### Dataset extract
[Start of section]
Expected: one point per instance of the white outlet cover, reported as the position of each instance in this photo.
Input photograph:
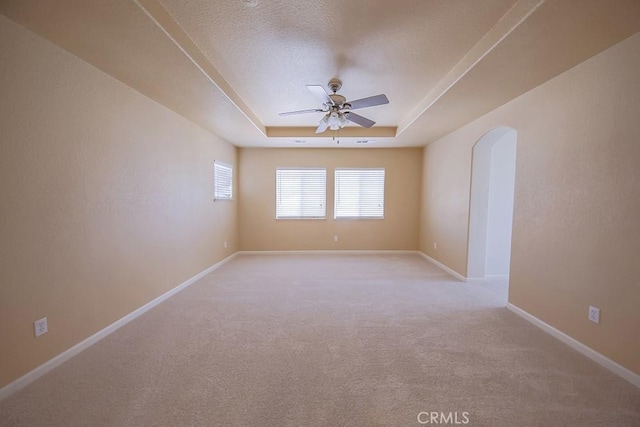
(40, 327)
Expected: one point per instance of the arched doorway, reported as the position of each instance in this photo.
(491, 204)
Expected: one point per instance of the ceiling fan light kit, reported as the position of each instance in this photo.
(337, 109)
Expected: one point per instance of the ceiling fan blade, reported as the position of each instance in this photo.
(291, 113)
(369, 102)
(362, 121)
(321, 94)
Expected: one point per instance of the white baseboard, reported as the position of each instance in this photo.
(497, 276)
(614, 367)
(444, 267)
(36, 373)
(329, 252)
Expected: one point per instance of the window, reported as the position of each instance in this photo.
(300, 193)
(222, 181)
(359, 193)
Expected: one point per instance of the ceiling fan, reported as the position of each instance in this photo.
(338, 110)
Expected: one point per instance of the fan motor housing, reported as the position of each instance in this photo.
(338, 100)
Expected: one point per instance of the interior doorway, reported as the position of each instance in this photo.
(493, 170)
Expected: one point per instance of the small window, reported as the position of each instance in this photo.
(222, 181)
(359, 193)
(301, 193)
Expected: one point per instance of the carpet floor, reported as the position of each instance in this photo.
(328, 340)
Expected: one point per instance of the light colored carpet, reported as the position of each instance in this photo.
(327, 340)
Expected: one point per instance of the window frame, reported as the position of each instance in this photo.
(337, 195)
(278, 194)
(220, 166)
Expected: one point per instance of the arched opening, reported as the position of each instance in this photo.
(493, 170)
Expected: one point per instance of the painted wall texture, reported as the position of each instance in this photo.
(106, 200)
(259, 230)
(576, 233)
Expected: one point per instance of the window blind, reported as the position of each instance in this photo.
(301, 193)
(359, 193)
(222, 181)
[End of section]
### Action item
Could you write out the records again exactly, without any of their pictures?

### Exercise response
Expected: one point per instance of the white outlet cover, reported as the position of each instance in this photo.
Input photograph:
(40, 327)
Expected: one point per instance of the arched doorway, reported as the position of each instance in this photo.
(491, 204)
Expected: one point per instance of the ceiling fan light kit, reported as the position of each instance in this photo.
(337, 109)
Expected: one point per instance of the ceiling fan blade, reported as the position of each instance in this photo.
(291, 113)
(369, 102)
(362, 121)
(321, 94)
Expected: one point per instance of the white baseboard, reported as the position of each instance in this photo.
(497, 276)
(614, 367)
(444, 267)
(36, 373)
(329, 252)
Expected: one point per instance of the window, reported as the position of each instance in this photo.
(300, 193)
(222, 181)
(359, 193)
Expected: one point per instance of the ceiling fan, reported as the position of each instance in this photo.
(338, 110)
Expected: one point per instance of the fan motor housing, reported as the position of each instance in this photo.
(338, 100)
Expected: one point per instance of the interior doorway, reported as the position of each instance in this photo.
(493, 170)
Expected: one point per instance of the small window, reported as the position of each instance in this photo.
(222, 181)
(359, 193)
(301, 193)
Expected: one point per instance of the carpet floor, reported as the position of each instance in this photo.
(328, 340)
Expected: one point per instance of the light colored carpet, reported as the position of each instance in this photo.
(327, 340)
Expected: one point per instance of the window frame, reported as the position of each instance in this photo.
(337, 195)
(278, 194)
(220, 166)
Expected: one point per instance of the arched opening, reported as the position of each instance in this photo.
(493, 170)
Expected: one point per instance of the painted wall texture, reported as the position of each instance in this photo.
(106, 200)
(259, 230)
(576, 233)
Expected: one point per instance of the window blind, reported as the position of each instance in this photo.
(301, 193)
(359, 193)
(222, 181)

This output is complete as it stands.